[<prev] [next>] [<thread-prev] [thread-next>] [day] [month] [year] [list]
Message-ID: <b067a9fc-ff5f-4baa-a1ff-3fa749ae4d44@intel.com>
Date: Fri, 14 Feb 2025 11:53:04 -0800
From: Dave Hansen <dave.hansen@...el.com>
To: Rik van Riel <riel@...riel.com>, x86@...nel.org
Cc: linux-kernel@...r.kernel.org, bp@...en8.de, peterz@...radead.org,
dave.hansen@...ux.intel.com, zhengqi.arch@...edance.com,
nadav.amit@...il.com, thomas.lendacky@....com, kernel-team@...a.com,
linux-mm@...ck.org, akpm@...ux-foundation.org, jackmanb@...gle.com,
jannh@...gle.com, mhklinux@...look.com, andrew.cooper3@...rix.com,
Manali Shukla <Manali.Shukla@....com>
Subject: Re: [PATCH v11 09/12] x86/mm: enable broadcast TLB invalidation for
multi-threaded processes
On 2/13/25 08:14, Rik van Riel wrote:
> Use broadcast TLB invalidation, using the INVPLGB instruction, on AMD EPYC 3
> and newer CPUs.

┄┄┄┄┄┄┄┄┄┄

STATED TASK A
Output the entries from the line containing "I'd appreciate your help finding the black" through the end of the entries, inclusive, as a JSON list of strings with one string per line and blank lines omitted.

Box-labeled dataset extracts
┄┄┄┄┄┄┄┄┄┄

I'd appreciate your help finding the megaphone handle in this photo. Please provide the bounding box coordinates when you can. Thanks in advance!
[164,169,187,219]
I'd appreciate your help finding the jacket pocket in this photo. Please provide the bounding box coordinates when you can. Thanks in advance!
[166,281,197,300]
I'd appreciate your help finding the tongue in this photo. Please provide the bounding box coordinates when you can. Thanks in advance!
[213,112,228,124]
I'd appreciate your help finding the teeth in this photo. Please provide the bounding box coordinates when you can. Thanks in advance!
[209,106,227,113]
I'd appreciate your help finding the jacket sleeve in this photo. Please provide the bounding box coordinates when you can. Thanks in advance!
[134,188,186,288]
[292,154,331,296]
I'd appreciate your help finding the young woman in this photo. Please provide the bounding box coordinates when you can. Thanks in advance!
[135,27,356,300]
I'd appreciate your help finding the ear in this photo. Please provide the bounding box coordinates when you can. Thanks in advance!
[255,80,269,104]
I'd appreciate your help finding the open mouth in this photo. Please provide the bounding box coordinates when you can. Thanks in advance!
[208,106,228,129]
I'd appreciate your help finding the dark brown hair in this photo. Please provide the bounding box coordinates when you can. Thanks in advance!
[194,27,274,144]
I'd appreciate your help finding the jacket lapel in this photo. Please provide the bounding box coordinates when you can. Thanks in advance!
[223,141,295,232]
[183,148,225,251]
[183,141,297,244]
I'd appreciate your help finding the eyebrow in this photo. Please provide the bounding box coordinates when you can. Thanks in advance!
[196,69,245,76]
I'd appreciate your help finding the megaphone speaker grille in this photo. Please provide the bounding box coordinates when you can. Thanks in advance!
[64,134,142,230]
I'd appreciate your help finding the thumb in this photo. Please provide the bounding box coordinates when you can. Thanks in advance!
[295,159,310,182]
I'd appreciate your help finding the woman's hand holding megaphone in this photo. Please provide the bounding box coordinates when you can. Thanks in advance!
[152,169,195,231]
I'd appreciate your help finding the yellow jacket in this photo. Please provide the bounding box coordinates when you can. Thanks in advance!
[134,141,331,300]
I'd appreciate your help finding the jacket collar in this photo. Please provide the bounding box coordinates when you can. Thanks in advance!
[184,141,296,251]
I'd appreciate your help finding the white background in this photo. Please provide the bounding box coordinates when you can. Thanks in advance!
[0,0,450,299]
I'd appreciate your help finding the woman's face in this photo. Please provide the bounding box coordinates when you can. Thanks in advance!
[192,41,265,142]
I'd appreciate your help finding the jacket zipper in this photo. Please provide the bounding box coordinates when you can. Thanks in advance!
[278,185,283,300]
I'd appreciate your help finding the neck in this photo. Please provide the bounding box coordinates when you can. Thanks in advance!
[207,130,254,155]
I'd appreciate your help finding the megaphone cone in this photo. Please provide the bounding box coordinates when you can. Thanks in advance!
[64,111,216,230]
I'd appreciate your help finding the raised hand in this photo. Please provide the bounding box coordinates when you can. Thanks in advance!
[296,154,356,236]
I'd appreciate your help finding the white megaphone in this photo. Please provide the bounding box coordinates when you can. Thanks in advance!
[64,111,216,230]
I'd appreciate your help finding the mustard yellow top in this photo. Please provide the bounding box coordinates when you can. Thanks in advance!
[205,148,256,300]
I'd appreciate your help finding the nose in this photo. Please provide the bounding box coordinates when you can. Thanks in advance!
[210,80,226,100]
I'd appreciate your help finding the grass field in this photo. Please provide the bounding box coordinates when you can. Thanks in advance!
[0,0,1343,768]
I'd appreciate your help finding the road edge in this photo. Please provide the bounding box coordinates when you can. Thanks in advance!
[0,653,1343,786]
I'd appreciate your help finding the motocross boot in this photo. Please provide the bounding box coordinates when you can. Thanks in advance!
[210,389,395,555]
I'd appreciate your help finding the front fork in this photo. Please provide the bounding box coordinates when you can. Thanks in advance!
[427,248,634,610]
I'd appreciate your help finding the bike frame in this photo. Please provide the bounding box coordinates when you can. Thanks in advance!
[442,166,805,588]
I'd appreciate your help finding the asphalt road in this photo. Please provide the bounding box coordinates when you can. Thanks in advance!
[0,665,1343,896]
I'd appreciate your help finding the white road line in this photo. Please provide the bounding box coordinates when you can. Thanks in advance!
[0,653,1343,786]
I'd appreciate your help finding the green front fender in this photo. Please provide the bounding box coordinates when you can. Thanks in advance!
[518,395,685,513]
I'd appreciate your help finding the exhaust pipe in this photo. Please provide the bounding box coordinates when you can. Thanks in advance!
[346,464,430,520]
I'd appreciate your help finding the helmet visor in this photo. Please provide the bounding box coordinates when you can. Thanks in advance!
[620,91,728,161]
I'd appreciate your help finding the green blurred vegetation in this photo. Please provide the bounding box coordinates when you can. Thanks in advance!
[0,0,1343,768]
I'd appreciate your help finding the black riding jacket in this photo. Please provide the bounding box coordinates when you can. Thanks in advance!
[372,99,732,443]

┄┄┄┄┄┄┄┄┄┄

STATED TASK B
According to the mailing list message, which instruction does the quoted patch use for broadcast TLB invalidation?

EXERCISE OUTPUT A
[
  "I'd appreciate your help finding the black riding jacket in this photo. Please provide the bounding box coordinates when you can. Thanks in advance!",
  "[372,99,732,443]"
]

EXERCISE OUTPUT B
INVPLGB